## Given data

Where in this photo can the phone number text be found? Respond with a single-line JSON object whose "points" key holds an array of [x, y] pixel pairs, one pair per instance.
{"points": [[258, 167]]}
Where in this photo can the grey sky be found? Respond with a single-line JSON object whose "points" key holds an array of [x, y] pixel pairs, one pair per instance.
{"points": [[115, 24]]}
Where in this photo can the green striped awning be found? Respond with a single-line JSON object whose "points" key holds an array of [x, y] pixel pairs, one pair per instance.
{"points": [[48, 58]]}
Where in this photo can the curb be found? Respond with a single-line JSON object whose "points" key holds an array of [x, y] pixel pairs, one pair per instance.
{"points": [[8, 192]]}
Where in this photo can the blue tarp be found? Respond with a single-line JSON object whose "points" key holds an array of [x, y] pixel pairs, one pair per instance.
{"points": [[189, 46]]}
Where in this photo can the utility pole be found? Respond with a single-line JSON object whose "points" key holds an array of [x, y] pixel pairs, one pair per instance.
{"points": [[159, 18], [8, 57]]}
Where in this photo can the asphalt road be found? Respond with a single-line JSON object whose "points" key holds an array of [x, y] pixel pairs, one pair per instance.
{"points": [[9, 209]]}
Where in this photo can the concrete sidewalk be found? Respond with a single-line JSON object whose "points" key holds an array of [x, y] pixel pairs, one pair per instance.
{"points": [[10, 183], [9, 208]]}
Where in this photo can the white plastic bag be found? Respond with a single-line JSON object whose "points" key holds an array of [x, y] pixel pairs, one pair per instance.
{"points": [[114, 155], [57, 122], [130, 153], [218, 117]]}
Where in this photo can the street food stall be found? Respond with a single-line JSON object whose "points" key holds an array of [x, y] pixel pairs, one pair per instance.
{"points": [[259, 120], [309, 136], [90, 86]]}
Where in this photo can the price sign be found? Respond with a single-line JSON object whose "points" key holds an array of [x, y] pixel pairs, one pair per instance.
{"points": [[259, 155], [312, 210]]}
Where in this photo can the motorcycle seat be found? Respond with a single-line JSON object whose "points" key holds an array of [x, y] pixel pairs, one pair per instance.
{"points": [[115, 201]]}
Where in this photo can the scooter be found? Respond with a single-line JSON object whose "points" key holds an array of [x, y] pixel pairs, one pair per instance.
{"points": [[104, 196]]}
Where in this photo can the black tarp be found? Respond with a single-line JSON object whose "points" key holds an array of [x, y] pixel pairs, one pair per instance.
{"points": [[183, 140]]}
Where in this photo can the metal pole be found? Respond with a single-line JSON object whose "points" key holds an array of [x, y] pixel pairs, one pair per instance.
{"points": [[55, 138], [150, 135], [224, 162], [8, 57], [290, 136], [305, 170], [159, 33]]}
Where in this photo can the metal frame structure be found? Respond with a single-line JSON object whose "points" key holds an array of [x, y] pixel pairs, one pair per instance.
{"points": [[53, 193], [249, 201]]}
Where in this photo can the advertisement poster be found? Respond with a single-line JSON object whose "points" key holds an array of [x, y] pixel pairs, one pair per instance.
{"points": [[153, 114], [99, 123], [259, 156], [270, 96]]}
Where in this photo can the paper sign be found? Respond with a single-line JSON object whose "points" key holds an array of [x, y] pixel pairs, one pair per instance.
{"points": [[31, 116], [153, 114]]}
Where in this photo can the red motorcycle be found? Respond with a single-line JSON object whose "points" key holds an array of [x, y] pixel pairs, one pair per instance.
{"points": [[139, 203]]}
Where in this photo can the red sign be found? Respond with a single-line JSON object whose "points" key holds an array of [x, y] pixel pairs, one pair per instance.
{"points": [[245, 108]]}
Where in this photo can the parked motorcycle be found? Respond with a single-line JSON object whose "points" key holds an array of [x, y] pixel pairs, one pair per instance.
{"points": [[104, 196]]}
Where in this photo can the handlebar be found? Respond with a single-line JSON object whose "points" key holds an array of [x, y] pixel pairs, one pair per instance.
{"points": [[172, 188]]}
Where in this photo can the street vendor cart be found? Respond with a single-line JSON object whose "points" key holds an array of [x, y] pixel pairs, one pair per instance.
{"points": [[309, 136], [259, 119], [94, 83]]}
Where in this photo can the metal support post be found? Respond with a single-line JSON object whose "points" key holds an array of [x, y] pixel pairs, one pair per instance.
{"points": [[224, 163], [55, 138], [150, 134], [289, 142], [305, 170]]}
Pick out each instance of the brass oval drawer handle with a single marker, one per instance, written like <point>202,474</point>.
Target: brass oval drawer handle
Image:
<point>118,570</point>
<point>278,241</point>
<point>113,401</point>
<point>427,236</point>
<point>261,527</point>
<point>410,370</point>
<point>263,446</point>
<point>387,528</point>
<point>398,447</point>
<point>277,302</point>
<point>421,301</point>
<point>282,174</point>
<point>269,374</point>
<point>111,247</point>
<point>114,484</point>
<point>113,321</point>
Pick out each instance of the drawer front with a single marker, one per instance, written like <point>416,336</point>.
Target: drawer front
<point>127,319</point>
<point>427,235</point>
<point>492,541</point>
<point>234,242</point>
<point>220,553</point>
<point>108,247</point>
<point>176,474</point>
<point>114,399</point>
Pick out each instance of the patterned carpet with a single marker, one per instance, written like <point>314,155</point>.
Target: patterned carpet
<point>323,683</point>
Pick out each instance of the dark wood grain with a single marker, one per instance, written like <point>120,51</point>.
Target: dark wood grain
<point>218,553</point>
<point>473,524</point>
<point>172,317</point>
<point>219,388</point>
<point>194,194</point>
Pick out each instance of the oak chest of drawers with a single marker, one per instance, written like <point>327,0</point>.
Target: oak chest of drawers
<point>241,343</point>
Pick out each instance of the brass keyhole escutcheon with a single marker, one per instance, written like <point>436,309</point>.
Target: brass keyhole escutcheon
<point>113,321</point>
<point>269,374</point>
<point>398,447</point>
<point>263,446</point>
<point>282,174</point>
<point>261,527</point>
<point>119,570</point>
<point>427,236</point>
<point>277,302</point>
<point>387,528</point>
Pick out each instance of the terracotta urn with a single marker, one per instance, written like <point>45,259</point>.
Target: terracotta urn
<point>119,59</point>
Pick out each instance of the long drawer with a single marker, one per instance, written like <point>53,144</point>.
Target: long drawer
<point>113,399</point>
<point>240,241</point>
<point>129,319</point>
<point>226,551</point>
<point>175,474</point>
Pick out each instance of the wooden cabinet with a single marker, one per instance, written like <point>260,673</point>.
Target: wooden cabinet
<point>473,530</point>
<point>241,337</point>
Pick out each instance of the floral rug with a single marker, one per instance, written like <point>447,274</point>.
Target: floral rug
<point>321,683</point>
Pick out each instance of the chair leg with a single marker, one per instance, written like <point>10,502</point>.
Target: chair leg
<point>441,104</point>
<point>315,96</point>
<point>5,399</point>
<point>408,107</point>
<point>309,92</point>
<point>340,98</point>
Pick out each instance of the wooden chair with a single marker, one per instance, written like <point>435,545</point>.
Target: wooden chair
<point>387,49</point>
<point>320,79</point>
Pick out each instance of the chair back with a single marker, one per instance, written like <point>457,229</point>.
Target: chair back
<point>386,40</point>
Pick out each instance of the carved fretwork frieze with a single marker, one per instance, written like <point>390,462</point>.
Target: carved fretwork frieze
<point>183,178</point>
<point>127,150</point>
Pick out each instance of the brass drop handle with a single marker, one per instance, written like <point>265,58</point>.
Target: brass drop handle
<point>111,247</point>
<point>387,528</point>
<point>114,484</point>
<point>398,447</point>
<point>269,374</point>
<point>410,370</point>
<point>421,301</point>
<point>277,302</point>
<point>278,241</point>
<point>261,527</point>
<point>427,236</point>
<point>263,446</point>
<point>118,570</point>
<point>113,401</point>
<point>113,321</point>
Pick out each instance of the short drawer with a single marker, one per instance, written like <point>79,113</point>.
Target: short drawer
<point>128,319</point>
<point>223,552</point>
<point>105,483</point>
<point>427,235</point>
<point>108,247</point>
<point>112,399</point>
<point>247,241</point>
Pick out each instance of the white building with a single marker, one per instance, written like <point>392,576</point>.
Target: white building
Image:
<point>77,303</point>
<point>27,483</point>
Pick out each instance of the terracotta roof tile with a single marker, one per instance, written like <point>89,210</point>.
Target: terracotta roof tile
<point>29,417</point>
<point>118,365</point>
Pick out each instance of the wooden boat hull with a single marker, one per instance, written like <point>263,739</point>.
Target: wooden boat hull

## Task prompt
From the records above, copy every line that holds the word "oval".

## Result for this exercise
Pick out each instance of the brass oval drawer handle with a single marker, one per instance, written like <point>202,474</point>.
Target: brass oval drawer handle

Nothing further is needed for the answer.